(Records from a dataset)
★ ★ ★ ★ ★ ★ ★

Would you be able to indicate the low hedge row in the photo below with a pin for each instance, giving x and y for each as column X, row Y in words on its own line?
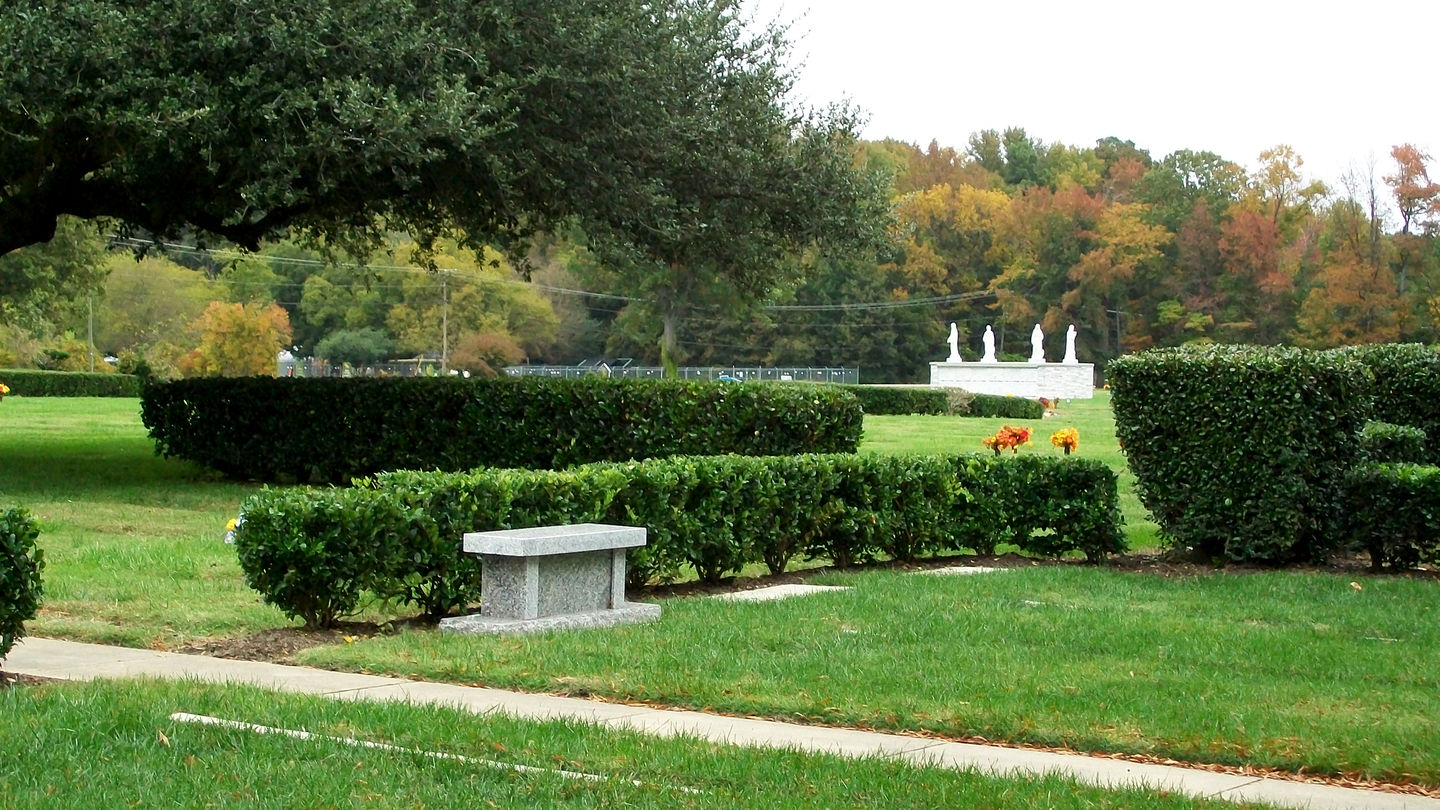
column 20, row 565
column 32, row 382
column 1396, row 513
column 1383, row 443
column 894, row 399
column 1242, row 451
column 1406, row 386
column 313, row 551
column 333, row 430
column 877, row 399
column 994, row 407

★ ★ ★ ★ ★ ★ ★

What the task requires => Transcribe every record above in full. Pictures stay out of the copy.

Task answer =>
Would you be able to indicate the low hedge row in the photo below with a pin for each instance, giving x and y for each as column X, row Y in words on its own line?
column 20, row 565
column 32, row 382
column 1396, row 513
column 1383, row 443
column 894, row 399
column 1242, row 451
column 1406, row 386
column 313, row 551
column 333, row 430
column 877, row 399
column 994, row 407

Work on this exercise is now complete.